• [Consigne]: Pouvez-vous reprendre le passage du texte sur Le Moujik et sa femme, de « Moujik livre et » à « comme sur l’homme. », en remplaçant « estivale » par « printanière » ?

• [Extrait du document]:
+ + +

[essai] « Jean-Louis Murat – Le Moujik et sa femme », de Cédric Barré

Publié avant l’été dans l’excellente collection Discogonie des Éditions Densité, le volume consacré à l’album Le Moujik et sa femme, signé par Cédric Barré, a le grand mérite de nous rappeler ce que l’on pourrait parfois avoir tendance à oublier : Jean-Louis Murat est bel et bien vivant.

Moujik livre et disque

Une fois n’est pas coutume, un conseil en retard de lecture idéalement estivale vaudra aussi comme conseil de lecture de rentrée, même si ce n’est pas pour recommander un des centaines d’ouvrages que les éditeurs ont dégueulés sur les étals des libraires, comme toutes les fins de mois d’août. Jean Louis Murat – Le Moujik et sa femme, nouveau volume de la remarquable collection Discogonie, paru en mai, deux ans après la mort du regretté chanteur auvergnat, ravira en effet ses amateurs du chanteur, et peut permettre à d’autres mélomanes, plus rétifs à son œuvre, au personnage ou au deux, de trouver des clés et des éclairages passionnants sur l’artiste comme sur l’homme.

Jean-Louis Murat Le Moujik et sa femmeRappelons tout d’abord que les volumes de la collection Discogonie, globalement bien distribués dans les librairies « de qualité », se présentent selon un chemin de fer immuable : après une introduction contextualisant et situant l’œuvre étudiée dans l’œuvre de son auteur, une première partie de chaque volume est consacré à la genèse elle-même, fourmillant d’anecdotes, et une deuxième étudiant chaque chanson, sur les plans mélodiques et des paroles, avant de se conclure par un chapitre évoquant la réception de l’œuvre. Une section de quelques pages, dont le positionnement varie, étudie le graphisme de la pochette, ses idées-forces, ses influences. Bref, chaque volume de Discogonie fait le tour d’une œuvre marquante, dans une forme courte et agréable, néanmoins dense, et qui vise à une certaine exhaustivité.

+ + +

• [Section de données]:
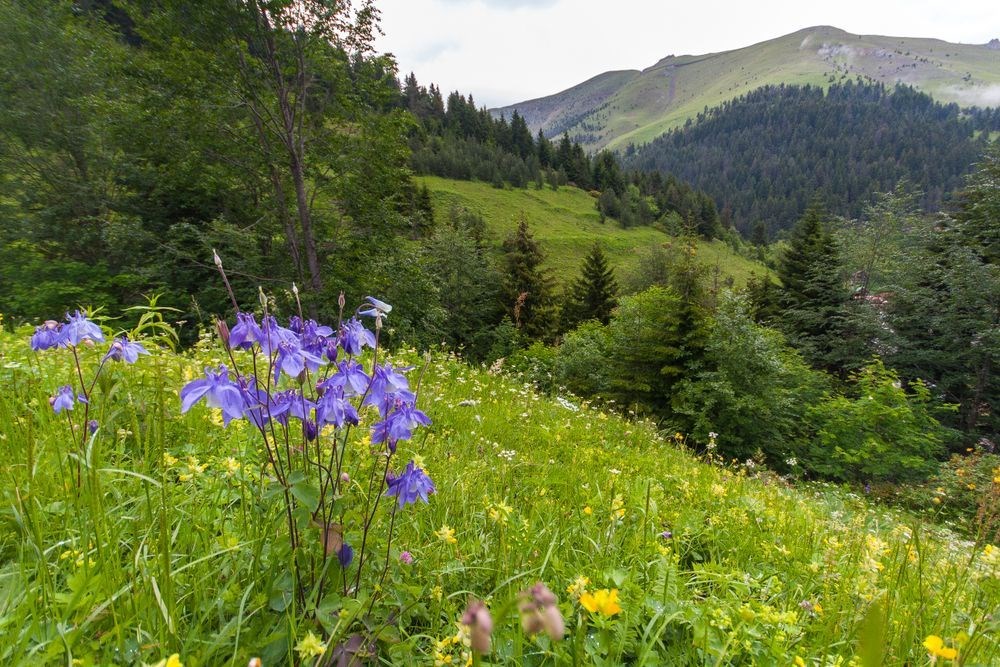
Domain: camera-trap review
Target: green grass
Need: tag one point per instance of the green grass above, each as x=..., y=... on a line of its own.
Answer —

+ + +

• [Réponse]:
Moujik livre et disque

Une fois n’est pas coutume, un conseil en retard de lecture idéalement printanière vaudra aussi comme conseil de lecture de rentrée, même si ce n’est pas pour recommander un des centaines d’ouvrages que les éditeurs ont dégueulés sur les étals des libraires, comme toutes les fins de mois d’août. Jean Louis Murat – Le Moujik et sa femme, nouveau volume de la remarquable collection Discogonie, paru en mai, deux ans après la mort du regretté chanteur auvergnat, ravira en effet ses amateurs du chanteur, et peut permettre à d’autres mélomanes, plus rétifs à son œuvre, au personnage ou au deux, de trouver des clés et des éclairages passionnants sur l’artiste comme sur l’homme.